Exercise |
Character for character, write out the data below.

· · · ·

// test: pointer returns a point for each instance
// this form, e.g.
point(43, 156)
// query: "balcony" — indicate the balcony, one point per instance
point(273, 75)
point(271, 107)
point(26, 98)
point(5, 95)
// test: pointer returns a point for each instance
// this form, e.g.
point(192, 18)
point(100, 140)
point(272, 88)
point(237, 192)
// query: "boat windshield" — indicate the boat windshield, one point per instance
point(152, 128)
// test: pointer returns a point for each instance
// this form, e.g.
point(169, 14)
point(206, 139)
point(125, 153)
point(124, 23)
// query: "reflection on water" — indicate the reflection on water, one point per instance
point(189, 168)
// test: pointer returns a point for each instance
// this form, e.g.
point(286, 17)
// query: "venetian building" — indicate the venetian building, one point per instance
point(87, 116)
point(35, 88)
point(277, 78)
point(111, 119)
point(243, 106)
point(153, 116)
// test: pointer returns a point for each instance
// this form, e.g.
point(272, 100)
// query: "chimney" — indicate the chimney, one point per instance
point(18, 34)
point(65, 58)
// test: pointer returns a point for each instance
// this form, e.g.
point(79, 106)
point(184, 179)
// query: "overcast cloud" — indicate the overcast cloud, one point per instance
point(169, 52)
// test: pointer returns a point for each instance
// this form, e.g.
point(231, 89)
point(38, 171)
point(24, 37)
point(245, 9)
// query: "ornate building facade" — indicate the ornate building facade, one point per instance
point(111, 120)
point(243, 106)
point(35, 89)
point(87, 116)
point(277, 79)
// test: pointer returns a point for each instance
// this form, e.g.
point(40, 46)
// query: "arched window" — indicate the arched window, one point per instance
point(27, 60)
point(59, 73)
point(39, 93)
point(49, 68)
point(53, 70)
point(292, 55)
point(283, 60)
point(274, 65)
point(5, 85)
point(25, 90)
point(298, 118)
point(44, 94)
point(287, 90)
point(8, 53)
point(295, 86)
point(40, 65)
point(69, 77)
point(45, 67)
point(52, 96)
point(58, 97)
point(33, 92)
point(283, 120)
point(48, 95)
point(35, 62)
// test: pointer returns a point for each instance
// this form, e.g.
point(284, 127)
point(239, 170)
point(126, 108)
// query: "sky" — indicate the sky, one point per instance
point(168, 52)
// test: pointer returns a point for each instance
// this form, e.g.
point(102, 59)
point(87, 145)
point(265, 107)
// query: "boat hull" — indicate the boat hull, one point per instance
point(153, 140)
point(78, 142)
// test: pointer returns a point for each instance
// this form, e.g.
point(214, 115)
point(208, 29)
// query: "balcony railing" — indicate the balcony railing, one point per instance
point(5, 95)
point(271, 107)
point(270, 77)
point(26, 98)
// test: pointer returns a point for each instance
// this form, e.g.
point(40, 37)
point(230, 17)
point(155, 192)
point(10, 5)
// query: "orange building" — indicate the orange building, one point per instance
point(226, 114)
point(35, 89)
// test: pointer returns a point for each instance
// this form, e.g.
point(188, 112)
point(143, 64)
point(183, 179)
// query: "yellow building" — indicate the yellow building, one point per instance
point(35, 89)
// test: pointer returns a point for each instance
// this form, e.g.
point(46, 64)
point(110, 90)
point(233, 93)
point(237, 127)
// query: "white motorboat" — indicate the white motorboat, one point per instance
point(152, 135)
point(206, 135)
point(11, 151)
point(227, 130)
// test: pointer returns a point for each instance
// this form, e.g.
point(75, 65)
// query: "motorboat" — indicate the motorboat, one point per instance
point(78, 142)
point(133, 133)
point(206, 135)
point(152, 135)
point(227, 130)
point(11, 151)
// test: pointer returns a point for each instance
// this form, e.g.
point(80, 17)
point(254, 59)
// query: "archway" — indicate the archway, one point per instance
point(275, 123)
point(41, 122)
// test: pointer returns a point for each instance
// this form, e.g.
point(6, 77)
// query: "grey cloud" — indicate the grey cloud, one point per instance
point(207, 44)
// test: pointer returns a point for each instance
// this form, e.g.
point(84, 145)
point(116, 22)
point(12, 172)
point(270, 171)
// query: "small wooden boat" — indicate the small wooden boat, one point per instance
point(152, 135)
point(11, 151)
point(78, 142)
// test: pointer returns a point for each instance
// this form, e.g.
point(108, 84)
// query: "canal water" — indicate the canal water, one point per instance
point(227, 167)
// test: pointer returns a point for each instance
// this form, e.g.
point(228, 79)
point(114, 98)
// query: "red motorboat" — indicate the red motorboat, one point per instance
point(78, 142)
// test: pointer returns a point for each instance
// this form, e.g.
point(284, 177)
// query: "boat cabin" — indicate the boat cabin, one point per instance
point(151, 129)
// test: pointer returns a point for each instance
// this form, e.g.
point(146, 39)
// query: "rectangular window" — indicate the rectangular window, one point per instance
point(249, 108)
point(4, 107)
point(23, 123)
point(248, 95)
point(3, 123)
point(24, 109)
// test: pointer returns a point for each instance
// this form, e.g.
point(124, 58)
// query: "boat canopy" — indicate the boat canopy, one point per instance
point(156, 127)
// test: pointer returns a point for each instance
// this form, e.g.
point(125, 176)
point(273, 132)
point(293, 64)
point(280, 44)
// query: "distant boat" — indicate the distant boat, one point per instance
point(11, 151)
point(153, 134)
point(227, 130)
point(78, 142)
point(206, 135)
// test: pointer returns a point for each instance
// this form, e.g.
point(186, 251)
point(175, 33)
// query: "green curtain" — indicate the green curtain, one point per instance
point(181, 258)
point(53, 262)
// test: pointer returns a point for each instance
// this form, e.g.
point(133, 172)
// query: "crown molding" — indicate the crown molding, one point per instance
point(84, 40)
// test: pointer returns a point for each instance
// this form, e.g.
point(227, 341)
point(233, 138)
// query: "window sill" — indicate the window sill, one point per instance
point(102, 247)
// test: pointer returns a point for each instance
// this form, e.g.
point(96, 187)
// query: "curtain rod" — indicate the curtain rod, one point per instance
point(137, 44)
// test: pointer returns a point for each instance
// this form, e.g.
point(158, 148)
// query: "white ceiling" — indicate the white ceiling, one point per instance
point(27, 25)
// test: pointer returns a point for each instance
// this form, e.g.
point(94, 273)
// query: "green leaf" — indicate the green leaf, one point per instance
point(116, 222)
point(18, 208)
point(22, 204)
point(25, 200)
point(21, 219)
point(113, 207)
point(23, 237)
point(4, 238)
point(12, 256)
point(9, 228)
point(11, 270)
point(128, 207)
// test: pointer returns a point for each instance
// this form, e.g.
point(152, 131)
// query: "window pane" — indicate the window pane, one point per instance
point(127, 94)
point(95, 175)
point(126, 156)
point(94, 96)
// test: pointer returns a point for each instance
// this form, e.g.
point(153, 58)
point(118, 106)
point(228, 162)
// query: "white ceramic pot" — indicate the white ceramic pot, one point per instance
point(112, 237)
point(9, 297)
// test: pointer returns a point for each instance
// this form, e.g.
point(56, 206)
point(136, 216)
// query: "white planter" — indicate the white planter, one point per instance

· · · ·

Answer section |
// test: pointer returns a point for each instance
// this form, e.g.
point(43, 156)
// query: "balcony" — indicate the balcony, one point per instance
point(273, 75)
point(271, 107)
point(26, 98)
point(5, 95)
// test: pointer returns a point for each instance
// this form, e.g.
point(192, 18)
point(100, 140)
point(272, 88)
point(237, 192)
// query: "boat windshield" — indicate the boat windshield, one point per instance
point(152, 128)
// test: pointer returns a point for each instance
// this form, e.g.
point(169, 14)
point(206, 139)
point(125, 153)
point(124, 23)
// query: "reflection on water" — indicate the reflection on water, one point per instance
point(189, 168)
// test: pointer returns a point for each instance
// this form, e.g.
point(286, 17)
// query: "venetian building" — indicate the venetian building, one point per instance
point(87, 116)
point(35, 88)
point(277, 78)
point(111, 119)
point(243, 106)
point(153, 116)
// test: pointer returns a point for each instance
// this form, e.g.
point(272, 100)
// query: "chimney" — indicate the chimney, one point per instance
point(18, 34)
point(65, 58)
// test: pointer returns a point for each instance
// this form, e.g.
point(79, 106)
point(184, 179)
// query: "overcast cloud" — indicate the overcast cloud, one point per instance
point(169, 52)
// test: pointer returns a point for each instance
// this form, e.g.
point(231, 89)
point(38, 171)
point(24, 37)
point(245, 9)
// query: "ornate building facade" — indicate the ornate building facade, one point per instance
point(111, 120)
point(243, 106)
point(35, 89)
point(87, 116)
point(277, 79)
// test: pointer returns a point for each instance
// this form, e.g.
point(40, 46)
// query: "arched window" — indicate the arched window, one point per instance
point(27, 60)
point(59, 73)
point(39, 93)
point(49, 68)
point(53, 70)
point(292, 55)
point(283, 60)
point(274, 65)
point(5, 85)
point(25, 90)
point(298, 118)
point(44, 94)
point(287, 90)
point(8, 53)
point(295, 86)
point(40, 65)
point(69, 77)
point(45, 67)
point(52, 96)
point(58, 97)
point(33, 92)
point(283, 120)
point(48, 95)
point(35, 62)
// test: pointer returns a point for each instance
// this form, e.g.
point(284, 127)
point(239, 170)
point(126, 108)
// query: "sky" — indicate the sky, one point per instance
point(168, 52)
// test: pointer returns a point for each instance
// this form, e.g.
point(102, 59)
point(87, 145)
point(265, 107)
// query: "boat hull" — indicate the boat hull, one point per instance
point(153, 140)
point(78, 142)
// test: pointer returns a point for each instance
// this form, e.g.
point(214, 115)
point(208, 29)
// query: "balcony railing" — indicate the balcony railing, one point per instance
point(5, 95)
point(271, 107)
point(270, 77)
point(26, 98)
// test: pointer returns a point for each instance
// this form, e.g.
point(40, 37)
point(230, 17)
point(155, 192)
point(10, 5)
// query: "orange building" — indicate the orange building, one point per instance
point(226, 114)
point(35, 89)
// test: pointer returns a point for each instance
// this form, e.g.
point(188, 112)
point(143, 64)
point(183, 179)
// query: "yellow building" — indicate the yellow building, one point per instance
point(35, 89)
// test: pointer returns a point for each instance
// this form, e.g.
point(46, 64)
point(110, 90)
point(233, 93)
point(237, 127)
// query: "white motorboat" — indicate the white motorboat, one point per instance
point(152, 135)
point(206, 135)
point(11, 151)
point(227, 130)
// test: pointer returns a point for each instance
// this form, e.g.
point(75, 65)
// query: "motorboat" — indicate the motorboat, one point per instance
point(78, 142)
point(133, 133)
point(206, 135)
point(152, 135)
point(227, 130)
point(11, 151)
// test: pointer returns a point for each instance
// this form, e.g.
point(80, 17)
point(254, 59)
// query: "archway" — indicate the archway, one point per instance
point(275, 123)
point(41, 122)
// test: pointer returns a point for each instance
// this form, e.g.
point(6, 77)
// query: "grey cloud" — indicate the grey cloud, one point per instance
point(207, 44)
// test: pointer returns a point for each instance
// this form, e.g.
point(84, 145)
point(116, 22)
point(12, 172)
point(270, 171)
// query: "small wooden boat" — indicate the small wooden boat, one point per instance
point(152, 135)
point(11, 151)
point(78, 142)
// test: pointer returns a point for each instance
// this form, e.g.
point(108, 84)
// query: "canal water" — indicate the canal water, one point per instance
point(227, 167)
// test: pointer returns a point for each instance
// this form, e.g.
point(228, 79)
point(114, 98)
// query: "red motorboat" — indicate the red motorboat, one point per instance
point(78, 142)
// test: pointer returns a point for each instance
// this form, e.g.
point(284, 177)
// query: "boat cabin" — indicate the boat cabin, one point per instance
point(151, 129)
// test: pointer returns a point for each instance
// this form, e.g.
point(146, 39)
// query: "rectangular window" — indicate the rectangular window, one point per instance
point(249, 108)
point(4, 107)
point(23, 123)
point(248, 95)
point(3, 123)
point(24, 109)
// test: pointer returns a point for each instance
// this form, e.g.
point(124, 58)
// query: "boat canopy" — indicate the boat canopy, one point per instance
point(156, 127)
// test: pointer returns a point for each instance
// this form, e.g.
point(125, 176)
point(273, 132)
point(293, 64)
point(280, 44)
// query: "distant boat" — indicate the distant boat, one point per instance
point(11, 151)
point(153, 134)
point(227, 130)
point(78, 142)
point(206, 135)
// test: pointer returns a point for each instance
// this form, e.g.
point(186, 251)
point(175, 33)
// query: "green curtain" — indicate the green curtain, one point per instance
point(181, 258)
point(53, 262)
// test: pointer returns a point for each instance
// this form, e.g.
point(133, 172)
// query: "crown molding" — indicate the crown molding, one point per instance
point(84, 40)
// test: pointer returns a point for each instance
// this form, e.g.
point(227, 341)
point(233, 138)
// query: "window sill" — indicate the window sill, one point per instance
point(102, 247)
// test: pointer returns a point for each instance
// this form, e.g.
point(96, 187)
// query: "curtain rod" — indicate the curtain rod, one point per instance
point(137, 44)
// test: pointer returns a point for each instance
// this form, e.g.
point(158, 148)
// query: "white ceiling" — indicate the white ceiling, one point per instance
point(27, 25)
// test: pointer returns a point for each instance
// this form, e.g.
point(94, 273)
// query: "green leaf" — indicate the green leaf, one point per instance
point(116, 222)
point(18, 208)
point(22, 204)
point(25, 200)
point(21, 219)
point(113, 207)
point(23, 237)
point(4, 238)
point(12, 256)
point(9, 228)
point(11, 270)
point(128, 207)
// test: pointer returns a point for each instance
// this form, e.g.
point(152, 131)
// query: "window pane" — indicate the window pane, one point per instance
point(127, 94)
point(95, 175)
point(126, 156)
point(94, 96)
// test: pointer returns a point for each instance
// this form, e.g.
point(153, 58)
point(118, 106)
point(228, 162)
// query: "white ceramic pot" — indicate the white ceramic pot, one point per instance
point(112, 237)
point(9, 297)
// test: pointer returns a point for each instance
// this form, e.g.
point(56, 206)
point(136, 216)
// query: "white planter" — indicate the white planter, one point per instance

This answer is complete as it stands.